Gather every line of the records below that contains the string "boardwalk", and copy each one in full.

--- Begin Extracted information ---

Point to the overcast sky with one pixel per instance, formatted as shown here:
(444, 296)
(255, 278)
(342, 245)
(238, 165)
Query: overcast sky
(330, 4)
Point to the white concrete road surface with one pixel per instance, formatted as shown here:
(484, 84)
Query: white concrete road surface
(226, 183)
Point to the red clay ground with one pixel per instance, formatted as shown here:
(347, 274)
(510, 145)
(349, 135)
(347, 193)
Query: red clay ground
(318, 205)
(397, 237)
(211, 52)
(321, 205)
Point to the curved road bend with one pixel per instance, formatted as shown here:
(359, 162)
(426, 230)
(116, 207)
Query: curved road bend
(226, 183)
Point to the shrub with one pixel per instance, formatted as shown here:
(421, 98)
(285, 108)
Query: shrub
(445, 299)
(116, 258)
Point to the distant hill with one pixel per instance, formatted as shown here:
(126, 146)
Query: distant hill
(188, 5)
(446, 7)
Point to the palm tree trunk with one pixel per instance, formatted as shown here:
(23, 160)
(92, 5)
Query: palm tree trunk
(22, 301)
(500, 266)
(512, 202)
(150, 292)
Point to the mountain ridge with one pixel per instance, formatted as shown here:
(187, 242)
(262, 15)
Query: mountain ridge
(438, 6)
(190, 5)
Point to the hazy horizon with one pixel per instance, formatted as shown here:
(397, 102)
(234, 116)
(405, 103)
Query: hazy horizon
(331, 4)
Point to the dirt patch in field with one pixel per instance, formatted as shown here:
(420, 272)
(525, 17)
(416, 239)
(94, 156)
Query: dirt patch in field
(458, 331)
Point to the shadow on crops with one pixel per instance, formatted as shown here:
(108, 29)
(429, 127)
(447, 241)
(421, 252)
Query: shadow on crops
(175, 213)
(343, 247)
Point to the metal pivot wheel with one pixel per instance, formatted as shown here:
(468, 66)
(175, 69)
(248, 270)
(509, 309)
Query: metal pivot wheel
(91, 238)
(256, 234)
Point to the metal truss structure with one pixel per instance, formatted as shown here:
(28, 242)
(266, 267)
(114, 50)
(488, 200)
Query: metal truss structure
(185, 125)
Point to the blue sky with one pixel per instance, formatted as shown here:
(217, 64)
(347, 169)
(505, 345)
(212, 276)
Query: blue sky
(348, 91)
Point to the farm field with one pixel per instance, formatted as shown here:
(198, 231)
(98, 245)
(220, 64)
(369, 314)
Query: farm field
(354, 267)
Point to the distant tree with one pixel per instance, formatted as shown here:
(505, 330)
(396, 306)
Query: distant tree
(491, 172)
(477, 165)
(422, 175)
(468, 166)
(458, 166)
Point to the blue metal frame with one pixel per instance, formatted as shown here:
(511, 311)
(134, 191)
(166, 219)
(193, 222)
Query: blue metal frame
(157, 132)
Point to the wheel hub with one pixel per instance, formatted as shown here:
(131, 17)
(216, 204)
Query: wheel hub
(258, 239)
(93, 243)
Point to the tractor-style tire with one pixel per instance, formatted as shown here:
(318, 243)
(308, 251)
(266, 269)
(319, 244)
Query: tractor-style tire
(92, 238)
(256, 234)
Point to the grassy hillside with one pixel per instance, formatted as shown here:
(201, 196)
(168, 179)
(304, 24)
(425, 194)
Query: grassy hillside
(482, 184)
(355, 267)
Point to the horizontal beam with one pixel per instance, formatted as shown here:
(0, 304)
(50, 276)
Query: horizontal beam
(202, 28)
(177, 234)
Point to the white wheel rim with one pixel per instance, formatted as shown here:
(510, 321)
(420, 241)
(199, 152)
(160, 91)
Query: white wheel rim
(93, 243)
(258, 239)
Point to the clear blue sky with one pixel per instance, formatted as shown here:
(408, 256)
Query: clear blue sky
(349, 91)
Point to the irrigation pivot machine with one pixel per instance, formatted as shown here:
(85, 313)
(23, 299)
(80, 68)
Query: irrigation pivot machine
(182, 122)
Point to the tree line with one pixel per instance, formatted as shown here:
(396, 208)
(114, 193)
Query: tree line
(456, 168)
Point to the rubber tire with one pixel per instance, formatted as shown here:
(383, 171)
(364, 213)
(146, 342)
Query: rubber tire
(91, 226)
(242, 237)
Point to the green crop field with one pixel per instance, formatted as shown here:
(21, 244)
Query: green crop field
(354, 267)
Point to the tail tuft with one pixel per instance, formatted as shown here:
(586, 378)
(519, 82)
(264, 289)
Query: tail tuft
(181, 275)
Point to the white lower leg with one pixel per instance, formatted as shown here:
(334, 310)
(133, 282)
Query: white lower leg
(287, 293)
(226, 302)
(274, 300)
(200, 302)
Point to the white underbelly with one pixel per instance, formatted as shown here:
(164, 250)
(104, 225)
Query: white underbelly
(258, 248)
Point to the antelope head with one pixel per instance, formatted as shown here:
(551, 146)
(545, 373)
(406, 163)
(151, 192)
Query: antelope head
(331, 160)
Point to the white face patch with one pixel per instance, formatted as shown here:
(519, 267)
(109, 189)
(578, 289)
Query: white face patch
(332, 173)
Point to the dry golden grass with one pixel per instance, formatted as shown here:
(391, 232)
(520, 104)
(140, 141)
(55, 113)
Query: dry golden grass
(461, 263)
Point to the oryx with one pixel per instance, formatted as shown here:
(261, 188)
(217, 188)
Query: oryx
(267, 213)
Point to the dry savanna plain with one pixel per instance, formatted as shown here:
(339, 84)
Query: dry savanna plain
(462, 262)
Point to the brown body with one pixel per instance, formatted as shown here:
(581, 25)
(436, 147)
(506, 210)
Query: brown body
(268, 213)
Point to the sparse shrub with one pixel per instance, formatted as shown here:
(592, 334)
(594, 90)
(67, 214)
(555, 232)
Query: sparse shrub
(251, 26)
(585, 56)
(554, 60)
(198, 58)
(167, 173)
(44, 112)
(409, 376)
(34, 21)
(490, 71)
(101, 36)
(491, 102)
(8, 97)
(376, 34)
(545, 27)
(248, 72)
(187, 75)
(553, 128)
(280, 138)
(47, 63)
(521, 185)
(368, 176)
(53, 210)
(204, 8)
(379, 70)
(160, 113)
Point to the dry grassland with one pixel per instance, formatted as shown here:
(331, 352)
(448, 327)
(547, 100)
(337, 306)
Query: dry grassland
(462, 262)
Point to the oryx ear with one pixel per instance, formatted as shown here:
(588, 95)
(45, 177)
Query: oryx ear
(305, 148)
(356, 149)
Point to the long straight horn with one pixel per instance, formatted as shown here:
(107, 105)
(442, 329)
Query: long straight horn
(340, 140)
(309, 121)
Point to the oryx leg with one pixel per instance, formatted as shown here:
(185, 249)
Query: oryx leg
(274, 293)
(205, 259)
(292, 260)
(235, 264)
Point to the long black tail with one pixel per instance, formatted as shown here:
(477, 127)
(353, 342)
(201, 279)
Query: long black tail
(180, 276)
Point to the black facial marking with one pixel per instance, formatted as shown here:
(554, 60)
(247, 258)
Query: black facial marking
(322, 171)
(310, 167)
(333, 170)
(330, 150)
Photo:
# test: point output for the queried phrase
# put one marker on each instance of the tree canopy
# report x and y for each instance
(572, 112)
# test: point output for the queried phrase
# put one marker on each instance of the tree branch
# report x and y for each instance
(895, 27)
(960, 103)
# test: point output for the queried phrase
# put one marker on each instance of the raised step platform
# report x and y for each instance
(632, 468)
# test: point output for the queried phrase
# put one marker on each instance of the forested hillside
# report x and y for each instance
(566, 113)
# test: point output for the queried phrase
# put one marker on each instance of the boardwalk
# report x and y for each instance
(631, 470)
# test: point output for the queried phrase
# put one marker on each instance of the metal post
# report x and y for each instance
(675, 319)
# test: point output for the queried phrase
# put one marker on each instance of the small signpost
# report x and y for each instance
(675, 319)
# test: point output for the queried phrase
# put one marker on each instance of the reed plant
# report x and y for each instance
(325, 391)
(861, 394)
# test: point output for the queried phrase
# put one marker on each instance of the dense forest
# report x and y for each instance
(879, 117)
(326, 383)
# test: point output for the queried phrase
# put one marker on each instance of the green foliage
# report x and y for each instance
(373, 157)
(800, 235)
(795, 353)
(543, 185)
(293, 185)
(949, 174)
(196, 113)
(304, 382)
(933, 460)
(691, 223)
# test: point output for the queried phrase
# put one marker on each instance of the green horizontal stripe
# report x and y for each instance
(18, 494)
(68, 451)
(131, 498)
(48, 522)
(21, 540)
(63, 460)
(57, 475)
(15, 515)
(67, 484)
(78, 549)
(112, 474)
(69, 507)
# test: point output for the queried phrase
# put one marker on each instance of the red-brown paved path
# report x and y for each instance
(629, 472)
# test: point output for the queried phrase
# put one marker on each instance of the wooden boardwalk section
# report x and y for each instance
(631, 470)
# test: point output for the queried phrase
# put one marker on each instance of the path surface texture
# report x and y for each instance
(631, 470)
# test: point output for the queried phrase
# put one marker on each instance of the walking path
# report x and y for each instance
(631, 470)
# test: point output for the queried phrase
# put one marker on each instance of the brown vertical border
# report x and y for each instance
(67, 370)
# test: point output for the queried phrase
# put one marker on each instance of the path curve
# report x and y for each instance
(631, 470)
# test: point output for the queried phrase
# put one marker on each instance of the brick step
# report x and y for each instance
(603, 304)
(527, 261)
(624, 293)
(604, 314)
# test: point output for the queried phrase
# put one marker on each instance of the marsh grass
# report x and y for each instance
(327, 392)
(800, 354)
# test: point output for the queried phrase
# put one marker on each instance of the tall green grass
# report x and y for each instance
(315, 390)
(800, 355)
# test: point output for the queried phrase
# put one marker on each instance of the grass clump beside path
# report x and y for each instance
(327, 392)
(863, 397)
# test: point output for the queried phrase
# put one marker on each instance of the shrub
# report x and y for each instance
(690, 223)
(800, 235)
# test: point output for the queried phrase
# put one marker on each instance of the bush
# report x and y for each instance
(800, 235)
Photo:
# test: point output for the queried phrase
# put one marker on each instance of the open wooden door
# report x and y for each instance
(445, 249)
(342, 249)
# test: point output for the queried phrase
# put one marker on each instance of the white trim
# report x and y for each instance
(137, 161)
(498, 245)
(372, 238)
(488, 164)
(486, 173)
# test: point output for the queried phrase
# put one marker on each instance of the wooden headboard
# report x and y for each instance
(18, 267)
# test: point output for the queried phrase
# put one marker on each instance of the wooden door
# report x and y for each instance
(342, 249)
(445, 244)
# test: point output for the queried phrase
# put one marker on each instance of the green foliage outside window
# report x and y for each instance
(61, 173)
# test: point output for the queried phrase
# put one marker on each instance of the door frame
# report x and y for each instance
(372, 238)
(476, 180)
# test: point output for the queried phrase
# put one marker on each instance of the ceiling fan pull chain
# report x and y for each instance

--- End Extracted information ---

== Exercise answer ==
# put one marker on each instance of the boardwalk
# put one marker on each instance of the wooden boardwalk section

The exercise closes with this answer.